** start of Document extract **
As the Mayor’s race heats up, I’m doing a series establishing some baseline numbers. What follows are simplistic calculations using reasonable assumptions. Welcome to the Back of the Envelope.

Breaking down the electorate

How many voters should we expect?

View code

library(tidyverse)
library(sf)

source("../../admin_scripts/util.R")


setwd("C:/Users/Jonathan Tannen/Dropbox/sixty_six/posts/council_ballot_position_23/")

df_major_type <- readRDS("../../data/processed_data/df_major_type_20230116.Rds")
df_major <- df_major_type %>%
  group_by(office, candidate, party, warddiv, year, election_type, district, ward, is_topline_office) %>%
  summarise(votes = sum(votes))

df_major <- df_major %>% 
  group_by(year, election_type, office, district, warddiv) %>%
  mutate(pvote = votes / sum(votes)) %>%
  ungroup()

topline_votes <- df_major %>% 
  filter(is_topline_office) %>%
  group_by(election_type, year) %>%
  summarise(votes = sum(votes)) %>%
  mutate(
    year = asnum(year),
    cycle = case_when(
      year %% 4 == 0 ~ "President",
      year %% 4 == 1 ~ "District Attorney",
      year %% 4 == 2 ~ "Governor",
      year %% 4 == 3 ~ "Mayor"
    )
  )

cycle_colors <- c("President" = strong_red, "Mayor" = strong_blue, "District Attorney" = strong_green, "Governor" = strong_orange)

ggplot(
  topline_votes,
  aes(x=year, y=votes, color=cycle)
) +
  geom_line(size=1) +
  geom_point(size=2) +
  geom_text(
    data = tribble(
      ~votes, ~cycle,
      680e3, "President",
      580e3, "Governor",
      320e3, "Mayor",
      90e3, "District Attorney"
    ) %>% mutate(election_type = "general"),
    aes(label=cycle),
    x = 2022,
    hjust=1,
    fontface="bold"
  ) +
  theme_sixtysix() +
  expand_limits(y=0) +
  scale_y_continuous(
    "Votes cast in topline office" , 
    labels=scales::comma
  ) +
  scale_color_manual(
    values = cycle_colors,
    guide=FALSE
  )+
  facet_grid(~format_name(election_type)) +
  labs(
    x=NULL,
    title="Votes cast in Philadelphia elections"
  )

Mayoral primaries usually see the second highest turnout, after Presidential. In the last two competitive mayoral races, 2007 and 2015, we saw 309,000 and 247,000 votes respectively. Given that turnout has dramatically jumped post-2016 and this race is shaping up to be hyper competitive, I’d expect turnout around that 310,000 mark or higher.
** end of Document extract **
** start of Recorded information **
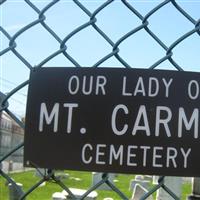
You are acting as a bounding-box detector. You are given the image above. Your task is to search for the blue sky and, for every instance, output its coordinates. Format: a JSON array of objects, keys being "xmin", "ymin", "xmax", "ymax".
[{"xmin": 0, "ymin": 0, "xmax": 200, "ymax": 116}]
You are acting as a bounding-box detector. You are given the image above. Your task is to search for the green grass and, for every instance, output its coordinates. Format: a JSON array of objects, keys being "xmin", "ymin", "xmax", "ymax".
[{"xmin": 0, "ymin": 171, "xmax": 191, "ymax": 200}]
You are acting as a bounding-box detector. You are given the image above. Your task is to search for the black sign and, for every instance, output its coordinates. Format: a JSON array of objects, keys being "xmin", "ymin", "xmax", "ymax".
[{"xmin": 24, "ymin": 68, "xmax": 200, "ymax": 176}]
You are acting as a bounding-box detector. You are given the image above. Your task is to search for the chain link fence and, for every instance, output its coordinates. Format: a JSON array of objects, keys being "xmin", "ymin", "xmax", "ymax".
[{"xmin": 0, "ymin": 0, "xmax": 200, "ymax": 199}]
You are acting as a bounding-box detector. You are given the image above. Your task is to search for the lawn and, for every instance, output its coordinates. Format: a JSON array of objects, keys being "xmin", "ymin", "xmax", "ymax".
[{"xmin": 0, "ymin": 171, "xmax": 191, "ymax": 200}]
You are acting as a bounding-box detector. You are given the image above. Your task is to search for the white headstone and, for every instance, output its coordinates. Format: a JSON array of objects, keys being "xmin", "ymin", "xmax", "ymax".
[
  {"xmin": 129, "ymin": 179, "xmax": 150, "ymax": 191},
  {"xmin": 62, "ymin": 188, "xmax": 98, "ymax": 200},
  {"xmin": 52, "ymin": 192, "xmax": 67, "ymax": 200},
  {"xmin": 92, "ymin": 172, "xmax": 116, "ymax": 190},
  {"xmin": 156, "ymin": 176, "xmax": 182, "ymax": 200},
  {"xmin": 131, "ymin": 184, "xmax": 153, "ymax": 200},
  {"xmin": 8, "ymin": 183, "xmax": 23, "ymax": 200}
]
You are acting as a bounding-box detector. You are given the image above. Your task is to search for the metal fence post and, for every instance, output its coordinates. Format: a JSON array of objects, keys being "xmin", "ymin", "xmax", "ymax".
[{"xmin": 188, "ymin": 177, "xmax": 200, "ymax": 200}]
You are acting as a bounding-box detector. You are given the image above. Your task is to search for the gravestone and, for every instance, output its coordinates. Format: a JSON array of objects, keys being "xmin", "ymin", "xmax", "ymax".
[
  {"xmin": 156, "ymin": 176, "xmax": 182, "ymax": 200},
  {"xmin": 129, "ymin": 175, "xmax": 151, "ymax": 191},
  {"xmin": 8, "ymin": 183, "xmax": 24, "ymax": 200},
  {"xmin": 35, "ymin": 168, "xmax": 47, "ymax": 178},
  {"xmin": 52, "ymin": 192, "xmax": 67, "ymax": 200},
  {"xmin": 92, "ymin": 172, "xmax": 115, "ymax": 190},
  {"xmin": 131, "ymin": 184, "xmax": 153, "ymax": 200},
  {"xmin": 62, "ymin": 188, "xmax": 98, "ymax": 200}
]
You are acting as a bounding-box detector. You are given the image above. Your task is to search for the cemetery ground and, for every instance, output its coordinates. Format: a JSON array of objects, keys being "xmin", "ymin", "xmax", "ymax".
[{"xmin": 0, "ymin": 170, "xmax": 191, "ymax": 200}]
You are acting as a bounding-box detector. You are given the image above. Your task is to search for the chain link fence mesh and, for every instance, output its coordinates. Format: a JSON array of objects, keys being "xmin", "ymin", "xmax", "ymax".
[{"xmin": 0, "ymin": 0, "xmax": 200, "ymax": 199}]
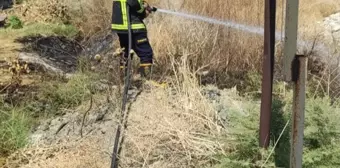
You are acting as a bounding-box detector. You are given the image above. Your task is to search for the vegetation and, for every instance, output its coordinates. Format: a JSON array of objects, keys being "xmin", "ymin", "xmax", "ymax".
[{"xmin": 0, "ymin": 0, "xmax": 340, "ymax": 168}]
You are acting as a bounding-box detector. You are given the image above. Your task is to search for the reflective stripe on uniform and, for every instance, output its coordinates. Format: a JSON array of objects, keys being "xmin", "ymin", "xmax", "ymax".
[
  {"xmin": 137, "ymin": 0, "xmax": 144, "ymax": 13},
  {"xmin": 111, "ymin": 0, "xmax": 146, "ymax": 30},
  {"xmin": 112, "ymin": 24, "xmax": 145, "ymax": 30}
]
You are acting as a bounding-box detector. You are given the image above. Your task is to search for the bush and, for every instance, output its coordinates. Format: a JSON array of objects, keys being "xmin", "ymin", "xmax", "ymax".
[{"xmin": 0, "ymin": 108, "xmax": 32, "ymax": 156}]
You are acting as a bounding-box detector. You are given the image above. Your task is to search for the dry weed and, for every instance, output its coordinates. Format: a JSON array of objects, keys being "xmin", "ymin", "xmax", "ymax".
[{"xmin": 121, "ymin": 55, "xmax": 226, "ymax": 168}]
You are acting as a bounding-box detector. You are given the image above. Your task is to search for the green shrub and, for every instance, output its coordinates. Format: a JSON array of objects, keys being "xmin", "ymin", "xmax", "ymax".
[
  {"xmin": 212, "ymin": 87, "xmax": 340, "ymax": 168},
  {"xmin": 0, "ymin": 108, "xmax": 32, "ymax": 156}
]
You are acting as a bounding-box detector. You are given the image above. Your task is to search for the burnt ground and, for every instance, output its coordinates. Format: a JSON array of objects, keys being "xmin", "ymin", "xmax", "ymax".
[{"xmin": 15, "ymin": 35, "xmax": 83, "ymax": 73}]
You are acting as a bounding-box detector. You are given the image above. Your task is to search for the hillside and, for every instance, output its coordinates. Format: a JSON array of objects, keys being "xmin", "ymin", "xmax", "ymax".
[{"xmin": 0, "ymin": 0, "xmax": 340, "ymax": 168}]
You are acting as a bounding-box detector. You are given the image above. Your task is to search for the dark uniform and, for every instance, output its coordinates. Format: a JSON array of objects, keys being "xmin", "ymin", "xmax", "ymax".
[{"xmin": 112, "ymin": 0, "xmax": 153, "ymax": 76}]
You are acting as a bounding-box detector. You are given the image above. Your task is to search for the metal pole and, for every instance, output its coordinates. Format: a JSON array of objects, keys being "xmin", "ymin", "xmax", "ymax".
[
  {"xmin": 290, "ymin": 55, "xmax": 308, "ymax": 168},
  {"xmin": 260, "ymin": 0, "xmax": 276, "ymax": 148}
]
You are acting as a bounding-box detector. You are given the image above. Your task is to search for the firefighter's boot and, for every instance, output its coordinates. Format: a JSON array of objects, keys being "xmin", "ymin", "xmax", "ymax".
[{"xmin": 139, "ymin": 65, "xmax": 152, "ymax": 80}]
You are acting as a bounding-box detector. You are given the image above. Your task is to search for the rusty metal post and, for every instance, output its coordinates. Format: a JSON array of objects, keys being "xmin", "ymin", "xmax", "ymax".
[
  {"xmin": 260, "ymin": 0, "xmax": 276, "ymax": 148},
  {"xmin": 290, "ymin": 55, "xmax": 308, "ymax": 168}
]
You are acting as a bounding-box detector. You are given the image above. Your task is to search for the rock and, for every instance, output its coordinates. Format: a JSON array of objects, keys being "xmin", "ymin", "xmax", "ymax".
[{"xmin": 19, "ymin": 52, "xmax": 63, "ymax": 74}]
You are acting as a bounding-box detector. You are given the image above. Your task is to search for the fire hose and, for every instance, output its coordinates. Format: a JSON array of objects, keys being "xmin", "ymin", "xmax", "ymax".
[{"xmin": 111, "ymin": 2, "xmax": 157, "ymax": 168}]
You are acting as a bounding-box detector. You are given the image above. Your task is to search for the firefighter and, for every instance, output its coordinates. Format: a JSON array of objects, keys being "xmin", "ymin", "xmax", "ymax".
[{"xmin": 112, "ymin": 0, "xmax": 153, "ymax": 79}]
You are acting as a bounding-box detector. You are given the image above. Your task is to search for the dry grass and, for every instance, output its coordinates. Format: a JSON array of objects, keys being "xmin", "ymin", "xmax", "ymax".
[{"xmin": 121, "ymin": 56, "xmax": 227, "ymax": 168}]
** end of Recorded information **
Condense the paragraph of the Philadelphia turnout piece that begins "Mayoral primaries usually see" into a short bulleted list that keeps its main facts.

- Mayoral primaries usually have the second-highest turnout, after Presidential primaries.
- The last two competitive mayoral races drew 309,000 votes (2007) and 247,000 votes (2015).
- Turnout has risen sharply since 2016, and this race looks hyper-competitive.
- Expected turnout is about 310,000 or higher.